* _Records to process_:
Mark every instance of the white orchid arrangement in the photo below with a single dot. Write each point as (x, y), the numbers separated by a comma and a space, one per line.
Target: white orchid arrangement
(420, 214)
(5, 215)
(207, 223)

* _Problem requirements_:
All of the entries above should be transcribed exactly, line for line.

* _Task solution_:
Mark every instance of the white orchid arrangement in the photo below with a single dot. Write each point as (x, y), the numbers separated by a comma and a space, one per line.
Target: white orchid arrangement
(420, 214)
(5, 215)
(207, 223)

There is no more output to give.